*** Opening of Records ***
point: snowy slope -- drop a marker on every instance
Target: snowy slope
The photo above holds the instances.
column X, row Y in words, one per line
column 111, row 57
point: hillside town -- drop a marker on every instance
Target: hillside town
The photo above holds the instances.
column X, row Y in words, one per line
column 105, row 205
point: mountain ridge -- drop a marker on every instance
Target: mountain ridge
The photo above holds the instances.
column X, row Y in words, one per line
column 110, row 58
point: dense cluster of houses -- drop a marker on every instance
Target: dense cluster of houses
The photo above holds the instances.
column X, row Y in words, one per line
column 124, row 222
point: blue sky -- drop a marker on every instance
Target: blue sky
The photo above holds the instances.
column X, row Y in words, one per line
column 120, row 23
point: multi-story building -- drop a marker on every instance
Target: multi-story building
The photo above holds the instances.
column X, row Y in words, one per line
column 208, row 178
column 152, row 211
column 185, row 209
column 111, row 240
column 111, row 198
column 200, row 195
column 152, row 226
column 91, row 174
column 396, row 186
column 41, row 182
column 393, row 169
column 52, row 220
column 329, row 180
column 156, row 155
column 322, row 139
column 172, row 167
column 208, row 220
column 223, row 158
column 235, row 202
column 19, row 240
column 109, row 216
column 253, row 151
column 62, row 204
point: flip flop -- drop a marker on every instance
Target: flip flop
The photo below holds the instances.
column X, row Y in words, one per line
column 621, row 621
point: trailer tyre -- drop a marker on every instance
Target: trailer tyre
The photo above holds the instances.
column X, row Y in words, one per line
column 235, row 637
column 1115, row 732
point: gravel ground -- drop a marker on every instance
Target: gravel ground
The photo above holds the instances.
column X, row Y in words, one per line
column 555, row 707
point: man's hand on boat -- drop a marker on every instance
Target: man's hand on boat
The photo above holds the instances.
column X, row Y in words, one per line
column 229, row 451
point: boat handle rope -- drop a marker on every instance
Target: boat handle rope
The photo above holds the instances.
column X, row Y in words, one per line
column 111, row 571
*** Close of Records ***
Prompt: Wherever the string "Target" shows up in a line of the records, count that line once. Report the total alone.

Exercise response: 11